* START PASSAGE SHOWN *

No matter how wise and mature we become with age, some things just never get easier.
One thing we can all agree is horrific at ANY age? Watching a sex scene with your mum.
Depending on the extremity and vigour of the on-screen naughtiness, your reaction will vary from a slight reddening of the cheeks to a silent prayer for a power-cut.
With some films, you know what you're in for and can steer well clear. If you put 9 ½ Weeks in for a spin or ask mum if she fancies Showgirls, then you deserve everything you get.
But what about when you choose a movie that should be clean family fun? What about those films that give little reason to suspect amorous shenanigans? From full-frontal nudity to talking dirty, the nature of titillating scenes varies in severity. No matter how tame, though, any thrill you might otherwise feel is overwhelmed by unbearable shame once your mother's in the room.
Surprised to see this timeless Tom Hanks masterpiece here? Well, that's understandable Big's sex scene is hardly top-shelf stuff, but it's still a pretty awkward moment in an otherwise very family-friendly film.

* END PASSAGE SHOWN *
* START SUPPLIED ENTRIES *

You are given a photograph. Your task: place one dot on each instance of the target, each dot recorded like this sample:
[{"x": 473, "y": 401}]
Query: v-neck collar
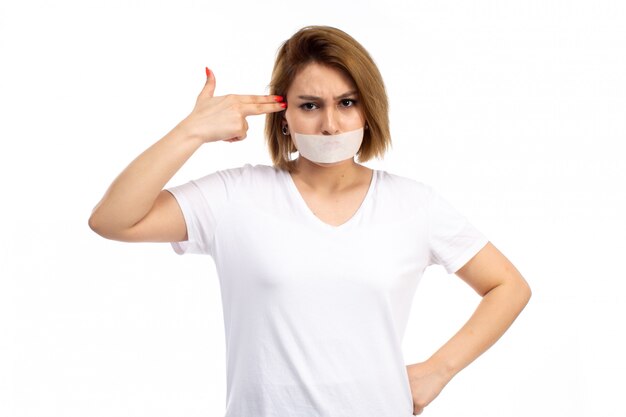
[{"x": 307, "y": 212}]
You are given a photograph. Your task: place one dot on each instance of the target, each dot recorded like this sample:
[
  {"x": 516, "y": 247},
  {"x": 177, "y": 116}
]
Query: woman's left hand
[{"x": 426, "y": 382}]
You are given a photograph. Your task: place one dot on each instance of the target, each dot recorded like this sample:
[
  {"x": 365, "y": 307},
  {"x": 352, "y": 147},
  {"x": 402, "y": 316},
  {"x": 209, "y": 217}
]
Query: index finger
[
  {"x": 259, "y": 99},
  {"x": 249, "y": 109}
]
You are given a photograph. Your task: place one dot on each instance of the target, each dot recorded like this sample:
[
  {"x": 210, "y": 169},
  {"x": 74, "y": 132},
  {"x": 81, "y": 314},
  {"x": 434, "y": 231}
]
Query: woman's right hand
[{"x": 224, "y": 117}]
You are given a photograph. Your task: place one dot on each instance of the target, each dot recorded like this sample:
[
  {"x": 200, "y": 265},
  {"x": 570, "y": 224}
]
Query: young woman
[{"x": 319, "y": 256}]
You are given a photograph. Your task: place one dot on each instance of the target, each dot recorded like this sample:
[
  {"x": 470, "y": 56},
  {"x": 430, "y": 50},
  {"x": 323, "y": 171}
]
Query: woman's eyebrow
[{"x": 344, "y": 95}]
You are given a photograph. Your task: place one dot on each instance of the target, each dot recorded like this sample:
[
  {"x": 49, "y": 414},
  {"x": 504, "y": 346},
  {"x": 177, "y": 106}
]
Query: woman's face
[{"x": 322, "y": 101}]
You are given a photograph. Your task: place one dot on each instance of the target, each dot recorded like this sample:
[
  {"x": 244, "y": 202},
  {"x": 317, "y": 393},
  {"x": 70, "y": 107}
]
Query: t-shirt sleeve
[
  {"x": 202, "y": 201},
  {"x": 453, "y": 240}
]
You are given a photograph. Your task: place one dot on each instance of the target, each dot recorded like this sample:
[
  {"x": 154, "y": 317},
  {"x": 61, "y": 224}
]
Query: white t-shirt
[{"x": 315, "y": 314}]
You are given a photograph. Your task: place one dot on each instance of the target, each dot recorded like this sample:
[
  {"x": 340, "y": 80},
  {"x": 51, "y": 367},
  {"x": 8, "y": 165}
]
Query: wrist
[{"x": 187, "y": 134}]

* END SUPPLIED ENTRIES *
* START SUPPLIED ENTRIES *

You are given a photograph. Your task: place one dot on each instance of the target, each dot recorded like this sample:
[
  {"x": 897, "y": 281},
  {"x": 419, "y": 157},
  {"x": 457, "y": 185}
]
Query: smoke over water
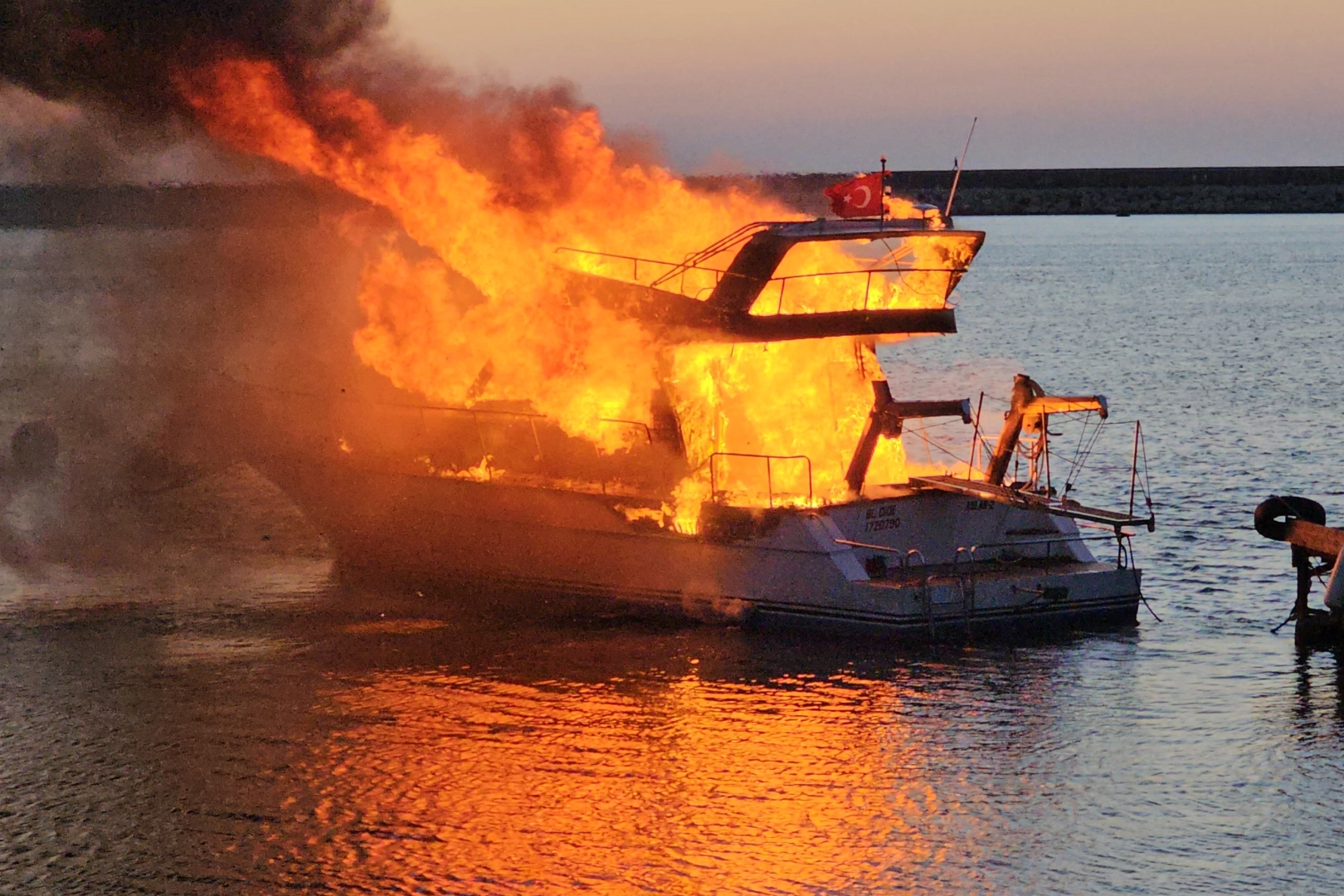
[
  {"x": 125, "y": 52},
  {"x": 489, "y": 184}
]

* END SUPPLIED ENTRIES *
* START SUPPLIED ENTRIES *

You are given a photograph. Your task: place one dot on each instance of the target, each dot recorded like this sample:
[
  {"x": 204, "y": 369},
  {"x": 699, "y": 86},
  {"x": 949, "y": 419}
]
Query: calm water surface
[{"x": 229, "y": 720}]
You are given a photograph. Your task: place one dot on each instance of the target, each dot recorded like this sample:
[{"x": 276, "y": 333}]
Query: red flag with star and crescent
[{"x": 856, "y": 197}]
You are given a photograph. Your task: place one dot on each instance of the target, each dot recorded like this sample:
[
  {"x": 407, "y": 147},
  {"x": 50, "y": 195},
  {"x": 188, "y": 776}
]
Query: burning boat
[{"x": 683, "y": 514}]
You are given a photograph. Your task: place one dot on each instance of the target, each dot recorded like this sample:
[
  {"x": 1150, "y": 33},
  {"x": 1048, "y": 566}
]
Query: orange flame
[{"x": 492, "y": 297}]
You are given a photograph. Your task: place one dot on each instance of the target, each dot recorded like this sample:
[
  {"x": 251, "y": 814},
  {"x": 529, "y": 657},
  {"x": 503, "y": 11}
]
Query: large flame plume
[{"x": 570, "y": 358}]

* END SUPPLIED ENTRIES *

* **OBJECTIVE**: From the article on awkward film scenes, output word for word the part that opens with the words containing "Depending on the" and closes with "everything you get.". The entries have nothing to do with the article on awkward film scenes.

* **RESULT OF THE TASK**:
Depending on the extremity and vigour of the on-screen naughtiness, your reaction will vary from a slight reddening of the cheeks to a silent prayer for a power-cut.
With some films, you know what you're in for and can steer well clear. If you put 9 ½ Weeks in for a spin or ask mum if she fancies Showgirls, then you deserve everything you get.